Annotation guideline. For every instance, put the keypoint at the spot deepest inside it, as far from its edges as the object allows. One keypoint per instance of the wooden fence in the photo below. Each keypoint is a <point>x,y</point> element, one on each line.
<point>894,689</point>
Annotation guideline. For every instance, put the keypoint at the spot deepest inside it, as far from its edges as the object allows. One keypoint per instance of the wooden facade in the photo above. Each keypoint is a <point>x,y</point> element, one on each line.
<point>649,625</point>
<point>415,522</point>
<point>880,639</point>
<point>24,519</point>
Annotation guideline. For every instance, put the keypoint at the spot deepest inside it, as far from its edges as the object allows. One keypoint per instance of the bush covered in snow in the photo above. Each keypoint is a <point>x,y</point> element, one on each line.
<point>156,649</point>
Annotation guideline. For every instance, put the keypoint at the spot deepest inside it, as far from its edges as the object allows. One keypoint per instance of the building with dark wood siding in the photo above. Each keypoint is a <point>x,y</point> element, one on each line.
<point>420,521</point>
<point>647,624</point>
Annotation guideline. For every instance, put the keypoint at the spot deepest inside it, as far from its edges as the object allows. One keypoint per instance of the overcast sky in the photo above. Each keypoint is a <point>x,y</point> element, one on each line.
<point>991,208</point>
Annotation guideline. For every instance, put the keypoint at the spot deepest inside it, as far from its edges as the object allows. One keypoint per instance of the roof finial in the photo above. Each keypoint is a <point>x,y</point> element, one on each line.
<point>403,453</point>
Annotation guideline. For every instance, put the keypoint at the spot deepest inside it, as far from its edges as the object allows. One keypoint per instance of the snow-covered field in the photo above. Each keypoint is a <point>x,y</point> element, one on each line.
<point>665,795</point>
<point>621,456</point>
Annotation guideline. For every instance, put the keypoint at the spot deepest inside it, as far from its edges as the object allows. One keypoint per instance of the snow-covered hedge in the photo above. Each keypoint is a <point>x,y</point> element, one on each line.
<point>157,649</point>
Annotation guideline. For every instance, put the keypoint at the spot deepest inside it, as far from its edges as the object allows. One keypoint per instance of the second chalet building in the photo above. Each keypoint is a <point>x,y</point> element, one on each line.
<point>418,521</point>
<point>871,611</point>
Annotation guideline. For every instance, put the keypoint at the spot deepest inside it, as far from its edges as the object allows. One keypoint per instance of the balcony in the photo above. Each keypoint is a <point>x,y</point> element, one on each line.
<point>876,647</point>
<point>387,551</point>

-.-.-

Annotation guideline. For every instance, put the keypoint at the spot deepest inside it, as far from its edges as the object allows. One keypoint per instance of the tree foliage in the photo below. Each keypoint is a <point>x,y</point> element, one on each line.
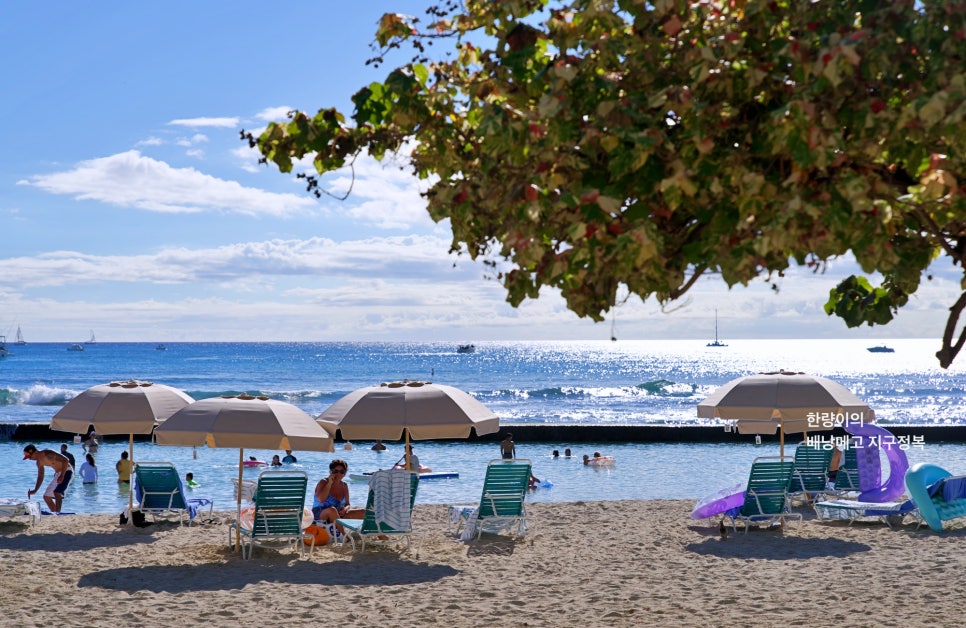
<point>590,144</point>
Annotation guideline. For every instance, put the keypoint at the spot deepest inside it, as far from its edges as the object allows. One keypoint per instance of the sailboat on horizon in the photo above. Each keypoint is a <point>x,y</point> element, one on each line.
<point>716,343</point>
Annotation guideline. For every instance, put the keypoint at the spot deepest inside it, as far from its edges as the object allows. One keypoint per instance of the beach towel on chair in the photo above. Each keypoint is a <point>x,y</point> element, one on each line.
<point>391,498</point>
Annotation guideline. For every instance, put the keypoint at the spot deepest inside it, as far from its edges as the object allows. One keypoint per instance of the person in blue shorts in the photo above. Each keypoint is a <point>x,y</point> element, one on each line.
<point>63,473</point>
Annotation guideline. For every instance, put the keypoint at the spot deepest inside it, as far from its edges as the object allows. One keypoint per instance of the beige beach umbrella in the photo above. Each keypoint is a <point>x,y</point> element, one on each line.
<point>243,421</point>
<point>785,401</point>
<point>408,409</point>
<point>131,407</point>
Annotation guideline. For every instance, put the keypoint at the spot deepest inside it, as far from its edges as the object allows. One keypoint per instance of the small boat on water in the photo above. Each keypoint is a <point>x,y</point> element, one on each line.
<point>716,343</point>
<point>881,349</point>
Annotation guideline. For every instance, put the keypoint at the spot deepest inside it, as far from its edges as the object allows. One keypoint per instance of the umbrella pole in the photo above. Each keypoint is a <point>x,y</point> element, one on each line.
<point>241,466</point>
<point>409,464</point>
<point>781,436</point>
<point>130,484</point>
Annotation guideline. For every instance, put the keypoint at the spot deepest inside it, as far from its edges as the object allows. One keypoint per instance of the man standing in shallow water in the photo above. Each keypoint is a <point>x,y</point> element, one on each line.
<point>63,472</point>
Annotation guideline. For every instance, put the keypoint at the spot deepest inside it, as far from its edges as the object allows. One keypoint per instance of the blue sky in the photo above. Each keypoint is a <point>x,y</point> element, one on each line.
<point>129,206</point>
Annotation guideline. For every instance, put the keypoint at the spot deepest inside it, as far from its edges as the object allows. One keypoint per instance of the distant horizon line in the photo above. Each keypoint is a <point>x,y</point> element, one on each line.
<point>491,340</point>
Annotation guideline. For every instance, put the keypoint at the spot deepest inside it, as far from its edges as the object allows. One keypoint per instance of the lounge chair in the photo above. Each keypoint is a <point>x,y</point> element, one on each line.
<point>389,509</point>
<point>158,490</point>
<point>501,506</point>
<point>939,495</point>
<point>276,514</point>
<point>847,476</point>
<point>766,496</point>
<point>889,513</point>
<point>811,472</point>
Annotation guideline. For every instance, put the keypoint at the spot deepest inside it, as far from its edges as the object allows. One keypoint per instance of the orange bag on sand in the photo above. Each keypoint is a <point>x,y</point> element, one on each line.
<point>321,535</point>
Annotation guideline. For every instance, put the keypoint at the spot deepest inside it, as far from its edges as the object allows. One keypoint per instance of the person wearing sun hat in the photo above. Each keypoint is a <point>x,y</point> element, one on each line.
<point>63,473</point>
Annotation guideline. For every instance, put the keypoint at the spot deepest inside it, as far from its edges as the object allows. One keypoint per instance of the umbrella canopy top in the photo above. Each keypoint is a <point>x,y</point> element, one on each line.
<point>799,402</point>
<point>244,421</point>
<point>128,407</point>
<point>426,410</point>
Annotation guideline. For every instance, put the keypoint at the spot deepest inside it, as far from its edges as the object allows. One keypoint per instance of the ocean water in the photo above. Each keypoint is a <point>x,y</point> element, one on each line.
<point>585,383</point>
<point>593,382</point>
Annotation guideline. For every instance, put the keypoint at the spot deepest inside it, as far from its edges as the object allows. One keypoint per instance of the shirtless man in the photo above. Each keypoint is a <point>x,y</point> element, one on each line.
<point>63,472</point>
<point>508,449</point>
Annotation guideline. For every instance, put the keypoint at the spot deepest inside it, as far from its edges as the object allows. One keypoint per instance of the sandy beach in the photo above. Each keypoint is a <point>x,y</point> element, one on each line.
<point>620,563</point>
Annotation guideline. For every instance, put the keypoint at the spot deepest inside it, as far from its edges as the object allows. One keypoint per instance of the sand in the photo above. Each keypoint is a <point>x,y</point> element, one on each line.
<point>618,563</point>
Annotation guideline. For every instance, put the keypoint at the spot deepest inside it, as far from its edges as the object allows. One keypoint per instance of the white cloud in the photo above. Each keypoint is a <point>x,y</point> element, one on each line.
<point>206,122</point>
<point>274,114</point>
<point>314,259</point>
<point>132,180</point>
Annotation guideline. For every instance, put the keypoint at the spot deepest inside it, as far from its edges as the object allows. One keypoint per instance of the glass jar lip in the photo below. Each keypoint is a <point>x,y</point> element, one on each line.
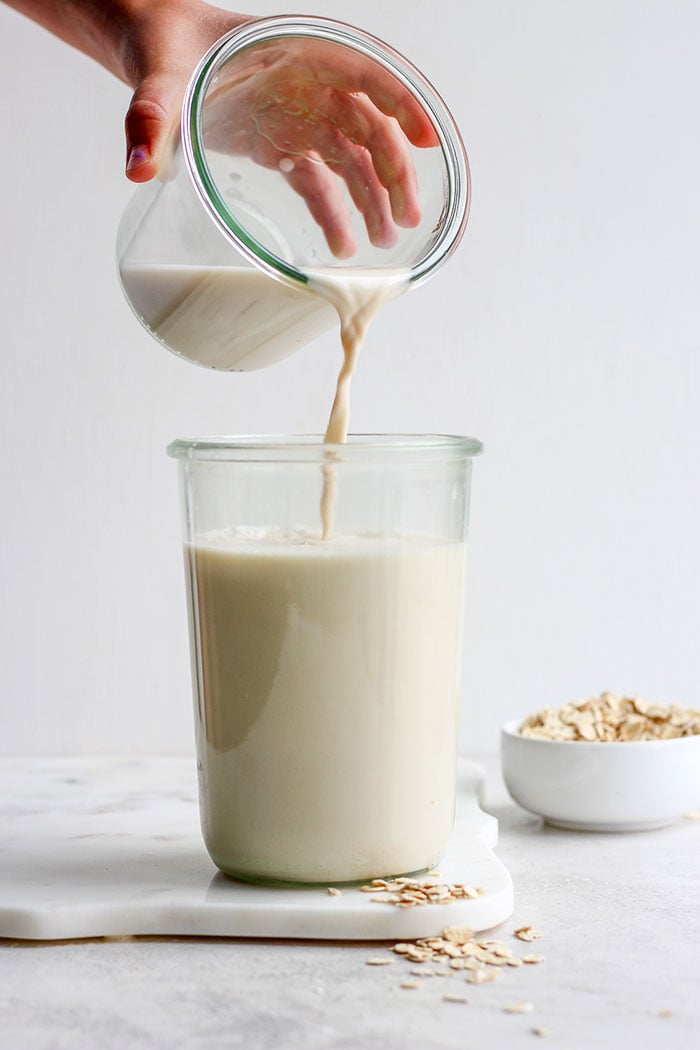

-.-.-

— TASK REQUIREMENTS —
Among the entries above, copy exactly only the lines starting with the one containing "the sand in" and going through the one containing "of the glass", both ends included.

— SOLUTION TO THIS PROBLEM —
Annotation guideline. For every instance, put the keypoint at the spot deepest inside it, as far from its edges as the object allows. One keypoint per instance of the sand in the photo above. Each keypoint is a <point>x,y</point> element, one on each line.
<point>618,563</point>
Annotation guideline. For every instance, put the keypoint at the spot deepest inside it, as far from its edges as the object allows. One keypoint per instance of the white cloud in the photo above. Each keypoint is a <point>x,y</point> element, one on each line.
<point>206,122</point>
<point>274,114</point>
<point>314,259</point>
<point>132,180</point>
Annotation guideline. For every instance, put the keypoint at the spot deepest inside it, as far from its edges as the object allows. One keypoint per instance of the glass jar lip in the photo below. Each keypoint is a <point>x,y</point> element, one on each line.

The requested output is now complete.